** Start AVAILABLE DATA **

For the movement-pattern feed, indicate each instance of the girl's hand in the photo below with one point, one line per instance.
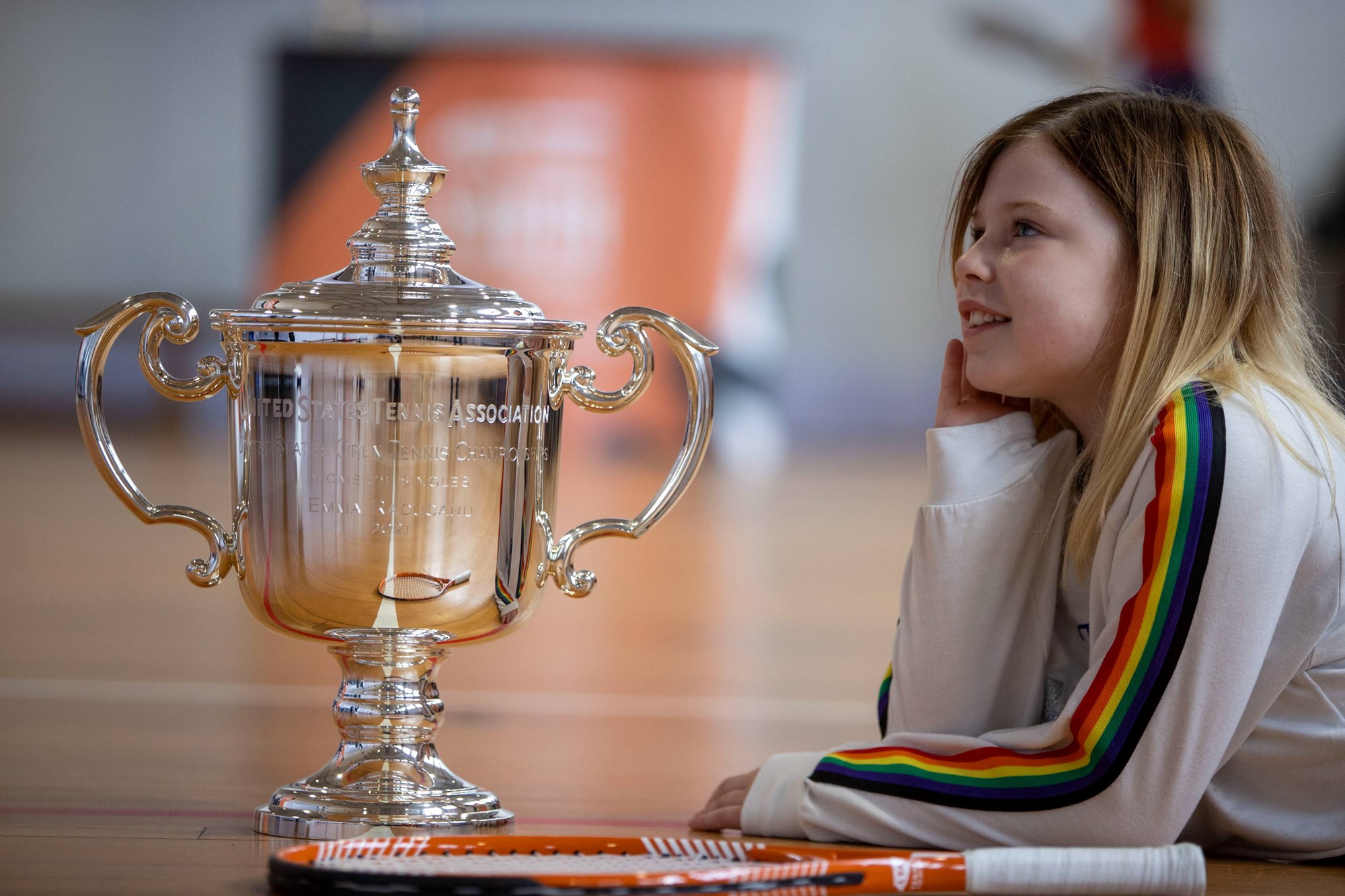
(724, 809)
(960, 401)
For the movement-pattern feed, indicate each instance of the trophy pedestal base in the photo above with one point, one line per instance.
(387, 776)
(385, 821)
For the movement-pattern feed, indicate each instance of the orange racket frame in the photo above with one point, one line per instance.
(840, 869)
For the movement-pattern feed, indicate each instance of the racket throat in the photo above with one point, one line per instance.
(387, 775)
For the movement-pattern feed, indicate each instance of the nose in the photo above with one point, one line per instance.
(974, 264)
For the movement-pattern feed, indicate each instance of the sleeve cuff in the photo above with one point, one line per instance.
(774, 805)
(980, 459)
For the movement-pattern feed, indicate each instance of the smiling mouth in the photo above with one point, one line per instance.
(978, 321)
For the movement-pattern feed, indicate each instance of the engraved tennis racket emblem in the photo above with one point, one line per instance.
(419, 585)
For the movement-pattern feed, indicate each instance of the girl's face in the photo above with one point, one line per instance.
(1047, 255)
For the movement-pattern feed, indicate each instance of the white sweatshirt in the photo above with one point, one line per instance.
(1194, 680)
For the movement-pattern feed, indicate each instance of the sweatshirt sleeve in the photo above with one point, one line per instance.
(1187, 591)
(980, 587)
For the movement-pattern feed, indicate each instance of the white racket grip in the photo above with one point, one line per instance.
(1157, 870)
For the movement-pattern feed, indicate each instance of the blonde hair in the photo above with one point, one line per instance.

** End AVAILABLE DATA **

* TASK DIRECTIONS *
Copy out every line above word for word, leaving out the pictures.

* RESULT OF THE EXERCISE *
For the movement-pattern feed, indicate each instance of the girl's hand in the photo below with one point, one line per instance.
(724, 809)
(960, 401)
For the movement-pattern feed, indicate each instance of the trophy pedestal base in the photo above with one point, one line per instance.
(387, 776)
(385, 821)
For the movement-pattern feed, indicate each instance of the orange racket frame in the photo above with one point, one line per instance.
(840, 869)
For the movement-pattern feed, indicate each instance of the racket throat in the photo above with one point, one line per instance.
(387, 775)
For the movement-pattern feed, indicate each instance of the nose in the photo above with one point, one line per instance.
(974, 264)
For the movement-pattern feed, indicate each instance of the sleeve cuff in the photo above with one point, one line per instance.
(774, 805)
(980, 459)
For the movement-pattern feed, indicate each instance of the smiling mouth in the photo above with one point, one line per instance.
(978, 321)
For the movement-pattern feed, indicate each instance of the engraved tennis racket emblem in the photo above with one point, one line per instance.
(419, 585)
For the movement-pattern feed, indicate each instance of the girl's face in the photo above with one point, one line per instance.
(1047, 255)
For the movement-pattern feed, indicate each instance of the white sweatshirt in the photo above with one point, one line per instance.
(1194, 680)
For the movement-pattern feed, indicate each instance of the sweatshirt sleeve in the photo above with one point, one line per instance.
(1187, 591)
(980, 587)
For the movement-pattern feed, indicate each instance of the white racket grip in the photo above with one point, one line per instance.
(1157, 870)
For the movement-pattern feed, indicate each instance of the blonde hair in the photo above with one point, one line per instance.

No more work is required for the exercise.